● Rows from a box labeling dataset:
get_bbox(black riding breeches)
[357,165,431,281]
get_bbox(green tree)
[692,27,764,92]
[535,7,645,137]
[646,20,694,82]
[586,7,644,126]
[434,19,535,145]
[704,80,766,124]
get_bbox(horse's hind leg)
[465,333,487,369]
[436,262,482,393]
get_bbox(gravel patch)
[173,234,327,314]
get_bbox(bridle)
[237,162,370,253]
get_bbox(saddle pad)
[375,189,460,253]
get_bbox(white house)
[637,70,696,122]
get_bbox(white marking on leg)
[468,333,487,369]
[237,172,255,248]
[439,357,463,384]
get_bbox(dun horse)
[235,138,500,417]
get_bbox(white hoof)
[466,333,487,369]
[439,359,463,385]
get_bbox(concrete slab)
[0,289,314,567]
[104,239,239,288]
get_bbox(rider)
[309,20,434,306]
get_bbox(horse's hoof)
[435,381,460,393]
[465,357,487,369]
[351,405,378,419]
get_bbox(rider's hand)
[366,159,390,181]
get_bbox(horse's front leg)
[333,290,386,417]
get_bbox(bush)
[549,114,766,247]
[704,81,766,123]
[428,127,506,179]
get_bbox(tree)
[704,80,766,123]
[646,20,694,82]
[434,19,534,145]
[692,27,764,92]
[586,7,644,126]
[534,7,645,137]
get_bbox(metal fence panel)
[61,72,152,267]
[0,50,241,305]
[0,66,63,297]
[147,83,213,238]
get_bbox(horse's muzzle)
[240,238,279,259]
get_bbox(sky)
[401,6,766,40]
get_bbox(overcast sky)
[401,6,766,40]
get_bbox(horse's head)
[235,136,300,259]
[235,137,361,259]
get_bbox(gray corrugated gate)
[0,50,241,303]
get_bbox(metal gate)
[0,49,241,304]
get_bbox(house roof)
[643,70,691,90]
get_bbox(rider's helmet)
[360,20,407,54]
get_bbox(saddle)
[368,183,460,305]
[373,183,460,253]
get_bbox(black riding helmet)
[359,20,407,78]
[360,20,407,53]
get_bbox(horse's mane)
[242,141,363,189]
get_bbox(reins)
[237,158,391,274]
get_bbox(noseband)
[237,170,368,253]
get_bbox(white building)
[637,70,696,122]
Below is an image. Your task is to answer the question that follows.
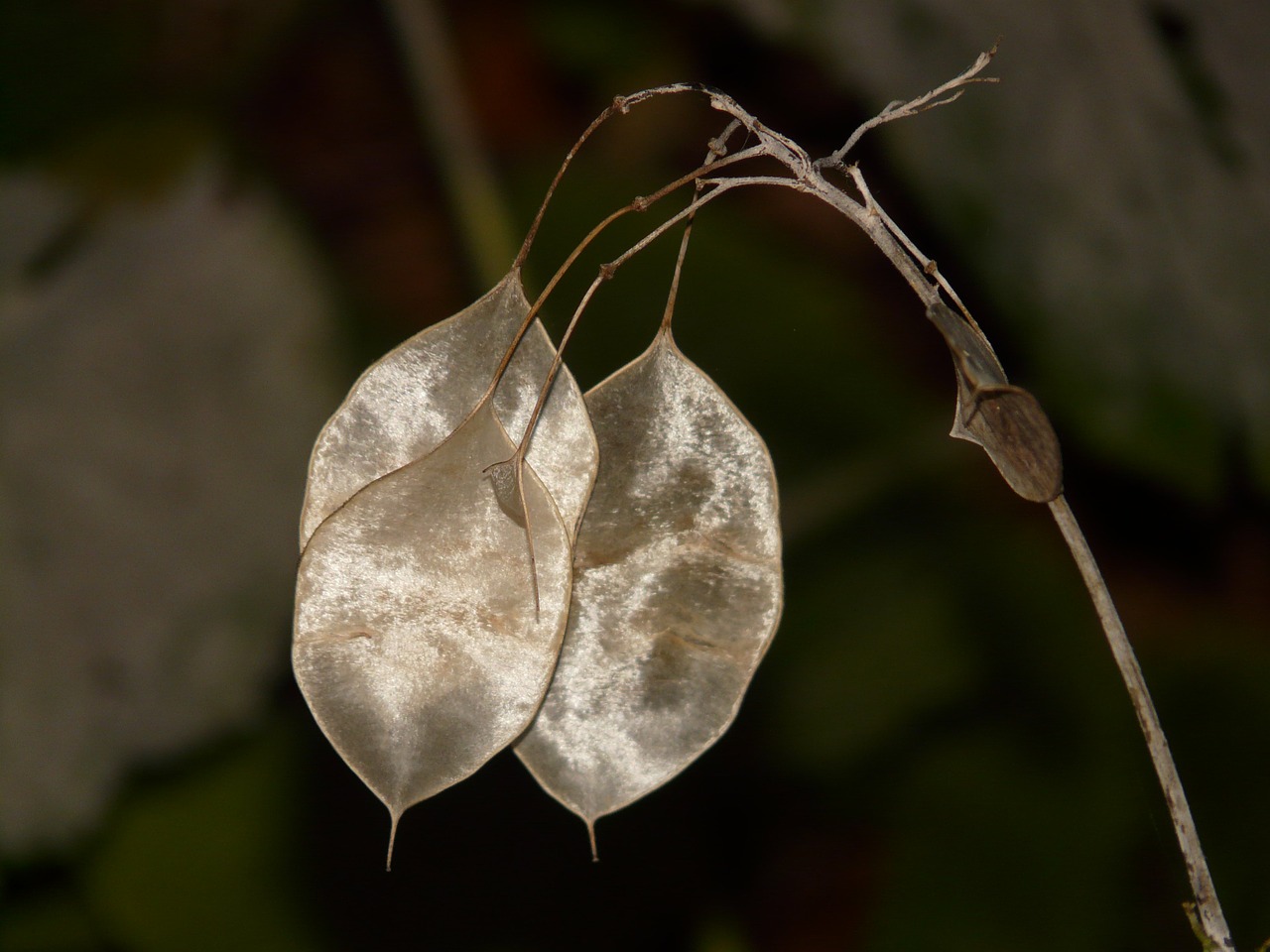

● THE PROBLEM: Revise all of the material above by replacing "rider" with "equestrian" wherever it occurs, leaving everything else unchanged. Omit the pictures from your response.

● SOLUTION TO THIS EXERCISE:
get_bbox(black riding breeches)
[357,165,431,281]
get_bbox(green tree)
[692,27,764,92]
[535,7,645,137]
[646,20,694,82]
[586,7,644,126]
[434,19,535,145]
[704,80,766,124]
get_bbox(horse's hind leg)
[465,333,487,369]
[436,262,482,393]
get_bbox(gravel patch)
[173,234,327,314]
get_bbox(bridle)
[237,162,370,253]
get_bbox(saddle pad)
[375,189,460,253]
get_bbox(white house)
[637,70,696,122]
get_bbox(white marking on leg)
[468,333,487,369]
[237,172,255,248]
[439,357,463,384]
get_bbox(dun horse)
[235,138,500,417]
get_bbox(white hoof)
[466,333,487,369]
[439,359,463,385]
get_bbox(concrete slab)
[0,289,314,567]
[104,239,239,288]
get_bbox(equestrian)
[309,20,434,306]
get_bbox(horse's hoof)
[435,381,460,393]
[465,357,487,369]
[351,405,378,419]
get_bbox(equestrian's hand)
[366,159,390,181]
get_bbox(horse's front leg)
[333,290,386,417]
get_bbox(bush)
[549,114,766,247]
[704,81,766,123]
[428,127,506,179]
get_bbox(tree)
[704,80,766,123]
[646,20,694,82]
[434,19,534,145]
[692,27,764,92]
[586,7,644,126]
[534,7,645,137]
get_bbox(metal fence panel)
[61,72,152,267]
[0,50,241,305]
[0,66,63,297]
[147,83,213,238]
get_bbox(horse's muzzle)
[240,238,279,259]
get_bbox(sky)
[401,6,766,40]
get_bbox(overcast sky)
[401,6,766,40]
get_bbox(horse's head)
[235,136,300,259]
[235,137,361,259]
get_bbox(gray corrugated gate)
[0,50,241,303]
get_bbox(metal gate)
[0,49,241,304]
get_bbox(house roof)
[643,70,691,90]
get_bbox(equestrian's helmet)
[360,20,407,54]
get_bbox(saddle)
[368,183,460,305]
[373,183,460,253]
get_bbox(black riding helmet)
[359,20,407,78]
[360,20,407,53]
get_bbox(horse's mane)
[242,141,363,189]
get_bbox(reins)
[237,158,391,274]
get_bbox(noseband)
[237,170,368,253]
get_bbox(white building)
[637,70,696,122]
Below is an image. Your task is to answer the question that follows.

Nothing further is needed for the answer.